- [Work to complete]:
Repeat only the stretch of lines below that runs from the line with "sample | <point>176,154</point>" through the line with "sample | <point>99,19</point>", unaltered.

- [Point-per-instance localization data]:
■ ■ ■ ■ ■ ■ ■
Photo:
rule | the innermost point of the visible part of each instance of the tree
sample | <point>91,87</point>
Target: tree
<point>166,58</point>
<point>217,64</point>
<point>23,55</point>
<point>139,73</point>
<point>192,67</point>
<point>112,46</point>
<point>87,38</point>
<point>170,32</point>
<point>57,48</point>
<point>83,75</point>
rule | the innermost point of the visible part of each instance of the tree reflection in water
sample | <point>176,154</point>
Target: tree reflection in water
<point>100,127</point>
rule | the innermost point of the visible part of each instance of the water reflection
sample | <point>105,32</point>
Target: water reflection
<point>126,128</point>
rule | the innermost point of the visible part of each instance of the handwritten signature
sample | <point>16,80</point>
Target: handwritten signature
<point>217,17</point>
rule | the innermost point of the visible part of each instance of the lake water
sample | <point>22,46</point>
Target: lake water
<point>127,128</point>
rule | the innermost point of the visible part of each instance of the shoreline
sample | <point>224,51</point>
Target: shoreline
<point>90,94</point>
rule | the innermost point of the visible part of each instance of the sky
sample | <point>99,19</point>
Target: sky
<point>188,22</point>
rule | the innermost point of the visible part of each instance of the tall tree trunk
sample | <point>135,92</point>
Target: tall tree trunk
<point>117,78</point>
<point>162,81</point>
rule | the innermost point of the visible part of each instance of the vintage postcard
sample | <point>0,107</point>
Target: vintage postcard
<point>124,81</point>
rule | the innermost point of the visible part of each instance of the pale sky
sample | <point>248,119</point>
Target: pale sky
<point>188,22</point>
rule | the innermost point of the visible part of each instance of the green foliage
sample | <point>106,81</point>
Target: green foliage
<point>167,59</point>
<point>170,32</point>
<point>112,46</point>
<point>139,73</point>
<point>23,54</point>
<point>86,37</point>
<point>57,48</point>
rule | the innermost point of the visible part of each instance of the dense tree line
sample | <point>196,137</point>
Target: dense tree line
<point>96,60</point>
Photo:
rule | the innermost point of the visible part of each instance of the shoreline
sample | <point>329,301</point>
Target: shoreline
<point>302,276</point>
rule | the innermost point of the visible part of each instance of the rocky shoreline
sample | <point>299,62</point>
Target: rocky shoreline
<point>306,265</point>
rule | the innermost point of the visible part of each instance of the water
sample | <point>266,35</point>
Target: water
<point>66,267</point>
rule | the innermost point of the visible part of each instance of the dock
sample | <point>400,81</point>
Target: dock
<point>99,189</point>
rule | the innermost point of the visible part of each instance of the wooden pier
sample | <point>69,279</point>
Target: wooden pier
■ ■ ■ ■ ■ ■ ■
- [Solution]:
sample | <point>176,154</point>
Target: tree reflection in water
<point>100,127</point>
rule | the innermost point of the visible part of each instance of the water reflection
sample | <point>105,32</point>
Target: water reflection
<point>126,128</point>
rule | the innermost point of the visible part of each instance of the handwritten signature
sample | <point>16,80</point>
Target: handwritten signature
<point>217,17</point>
rule | the innermost point of the visible part of each instance of the lake water
sample | <point>22,46</point>
Target: lake water
<point>127,128</point>
rule | the innermost point of the visible part of each instance of the shoreline
sample | <point>224,51</point>
Target: shoreline
<point>90,94</point>
rule | the innermost point of the visible part of each instance of the sky
sample | <point>99,19</point>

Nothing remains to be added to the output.